══ TEKS BACAAN ══

Bogor, Technology-Indonesia.com – Pemerintah secara resmi telah mengumumkan adanya kasus virus corona baru (Covid-19) di Indonesia. Upaya pencegahan penularan Covid-19 pun menjadi perhatian banyak pihak. Saat ini, penularan Covid-19 masih antar manusia, namun perlu antisipasi dini adanya peluang virus ini menular ke hewan, kemudian menular kembali ke manusia.
Kepala Balai Besar Penelitian Veteriner (BB Litvet) Badan Litbang Pertanian, NLP Indi Dharmayanti mengungkapkan saat ini penularan Covid-19 melalui human to human transmissions, namun perlu upaya antisipasi dan deteksi dini adanya peluang penyakit ini melompat ke hewan. Termasuk kemungkinan terjadinya rekombinasi atau perubahan virus yang dampaknya bisa lebih parah.
“Dikhawatirkan penyakit ini juga bersifat zoonosis. Kalau sudah dari manusia ke hewan, ini bisa bolak-balik. Inilah yang membuat kita harus waspada terutama di jajaran kesehatan hewan,” kata Indi di sela Focus Group Discussion (FGD) Kesiapsiagaan Masuk dan Menyebarnya Wabah Penyakit Hewan Emerging dan Re-Emerging di Indonesia, pada Selasa (3/3/2020) di Bogor.
Untuk itu, lanjutnya, diperlukan pedekatan one health untuk mencegah, mendeteksi dan merespon wabah penyakit dengan melaksanakan penelitian terkoordinasi lintas sektor melalui penelitian konsorsium terutama terkait zoonosis.
Lebih lanjut Indi menjelaskan, diversitas corona virus pada hewan sangat banyak, karena ada 3.402 jenis corona virus. BB Litvet telah melakukan riset terkait corona virus pada beberapa jenis kelelawar di Jawa Timur dan Jawa Tengah. Hasilnya, 16 persen dari kelelawar yang diambil sampelnya telah terinfeksi betacoronavirus grup 2a. Corona virus ini berbeda dengan Covid-19 yang disebabkan betacoronavirus grup 2b.
“Kita sudah meneliti kelelawar itu terinfeksi beta coronavirus grup 2a. Memang agak berbeda secara genetik sekitar 64 persen,” terang Indi.
Kelelawar yang positif betacoronavirus adalah kelelawar buah (codot) dan kelelawar nektar, namun tidak ditemukakan di kelelawar besar (kalong). “Padahal masyarakat kita ada yang memanfaatkan kelelawar tersebut untuk jamu, obat kuat, dan obat asma,” lanjutnya.
Menindaklanjuti hasil riset tersebut, pihaknya berkoordinasi dengan pemerintah daerah setempat untuk menentukan langkah dan tindakan yang tepat ketika mengetahui ada satu titik yang terkontaminasi. Menurut Indi, sosialisasi menjadi sangat penting, “Selama ini kita lemah di sana, kemudian dibiarkan saja.”
Indi mengatakan, pihaknya memiliki tim analisis kebijakan veteriner yang setiap tahun memunculkan isu-isu untuk membantu pemerintah dalam merumuskan kebijakan.

═══
══ DATA YANG DIBERIKAN ══

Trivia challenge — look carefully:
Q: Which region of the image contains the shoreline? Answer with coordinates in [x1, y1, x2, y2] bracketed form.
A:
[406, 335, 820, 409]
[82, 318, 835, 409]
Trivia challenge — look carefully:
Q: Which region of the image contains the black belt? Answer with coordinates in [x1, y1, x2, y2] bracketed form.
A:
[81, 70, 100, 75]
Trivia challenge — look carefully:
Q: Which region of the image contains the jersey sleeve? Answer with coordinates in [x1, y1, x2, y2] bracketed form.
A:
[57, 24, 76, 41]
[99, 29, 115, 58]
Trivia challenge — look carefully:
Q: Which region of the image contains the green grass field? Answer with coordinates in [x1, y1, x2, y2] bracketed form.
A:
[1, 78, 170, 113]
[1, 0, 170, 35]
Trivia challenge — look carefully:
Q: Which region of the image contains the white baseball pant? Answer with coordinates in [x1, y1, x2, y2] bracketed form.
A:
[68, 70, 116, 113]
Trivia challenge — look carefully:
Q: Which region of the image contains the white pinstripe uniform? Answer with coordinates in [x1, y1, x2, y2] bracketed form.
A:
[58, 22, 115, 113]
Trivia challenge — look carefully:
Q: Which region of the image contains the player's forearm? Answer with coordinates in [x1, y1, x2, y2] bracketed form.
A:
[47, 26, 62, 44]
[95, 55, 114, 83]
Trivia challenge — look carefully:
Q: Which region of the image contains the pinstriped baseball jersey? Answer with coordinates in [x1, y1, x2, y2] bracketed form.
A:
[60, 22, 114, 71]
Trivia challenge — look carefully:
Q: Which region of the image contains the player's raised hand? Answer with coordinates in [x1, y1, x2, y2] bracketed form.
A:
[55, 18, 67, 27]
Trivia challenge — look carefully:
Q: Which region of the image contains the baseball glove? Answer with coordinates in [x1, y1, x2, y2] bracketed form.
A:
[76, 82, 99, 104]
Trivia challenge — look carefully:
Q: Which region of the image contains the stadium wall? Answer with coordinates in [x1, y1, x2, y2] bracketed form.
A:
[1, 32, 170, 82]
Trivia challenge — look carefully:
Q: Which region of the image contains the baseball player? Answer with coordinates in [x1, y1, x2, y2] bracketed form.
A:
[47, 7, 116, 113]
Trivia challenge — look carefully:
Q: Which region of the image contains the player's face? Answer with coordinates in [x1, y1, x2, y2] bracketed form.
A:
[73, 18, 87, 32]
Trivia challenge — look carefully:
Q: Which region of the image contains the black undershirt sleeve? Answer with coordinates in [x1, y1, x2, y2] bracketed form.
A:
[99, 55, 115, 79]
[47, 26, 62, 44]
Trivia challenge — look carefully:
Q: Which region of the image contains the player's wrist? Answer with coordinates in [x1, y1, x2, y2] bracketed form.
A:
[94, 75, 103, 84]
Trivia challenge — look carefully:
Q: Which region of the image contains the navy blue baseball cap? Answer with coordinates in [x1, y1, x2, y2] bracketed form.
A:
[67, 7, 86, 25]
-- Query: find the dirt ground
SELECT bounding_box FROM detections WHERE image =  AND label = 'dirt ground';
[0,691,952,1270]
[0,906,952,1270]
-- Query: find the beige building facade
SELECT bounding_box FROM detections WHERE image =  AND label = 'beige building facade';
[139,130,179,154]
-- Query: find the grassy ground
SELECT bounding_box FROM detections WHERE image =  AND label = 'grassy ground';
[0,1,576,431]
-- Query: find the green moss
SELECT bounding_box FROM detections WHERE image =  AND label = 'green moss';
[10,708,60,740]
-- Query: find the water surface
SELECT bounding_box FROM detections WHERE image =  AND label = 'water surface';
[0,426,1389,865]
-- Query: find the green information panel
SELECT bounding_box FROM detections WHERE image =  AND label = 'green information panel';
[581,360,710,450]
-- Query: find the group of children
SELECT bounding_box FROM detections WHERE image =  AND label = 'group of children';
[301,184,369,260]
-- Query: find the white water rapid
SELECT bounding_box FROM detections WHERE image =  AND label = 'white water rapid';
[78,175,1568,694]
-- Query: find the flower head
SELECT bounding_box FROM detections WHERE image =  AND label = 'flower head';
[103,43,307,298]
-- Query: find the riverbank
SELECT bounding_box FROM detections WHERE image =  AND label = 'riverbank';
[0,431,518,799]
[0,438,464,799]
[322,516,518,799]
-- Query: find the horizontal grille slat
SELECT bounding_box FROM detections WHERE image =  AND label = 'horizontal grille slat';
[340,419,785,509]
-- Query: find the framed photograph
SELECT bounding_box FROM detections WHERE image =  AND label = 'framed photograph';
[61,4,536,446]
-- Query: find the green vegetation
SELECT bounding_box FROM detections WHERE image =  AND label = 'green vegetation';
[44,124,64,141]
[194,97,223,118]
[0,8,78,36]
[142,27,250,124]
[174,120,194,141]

═══

● **SOAL LATIHAN**:
a) Salin bagian teks bacaan di antara "Bogor, Technology-Indonesia.com –" dan "kembali ke manusia.", termasuk kedua batas tersebut.
b) Menurut teks bacaan, jenis kelelawar apa saja yang positif betacoronavirus?

● **HASIL LATIHAN**:
a)
Bogor, Technology-Indonesia.com – Pemerintah secara resmi telah mengumumkan adanya kasus virus corona baru (Covid-19) di Indonesia. Upaya pencegahan penularan Covid-19 pun menjadi perhatian banyak pihak. Saat ini, penularan Covid-19 masih antar manusia, namun perlu antisipasi dini adanya peluang virus ini menular ke hewan, kemudian menular kembali ke manusia.

b) Kelelawar buah (codot) dan kelelawar nektar.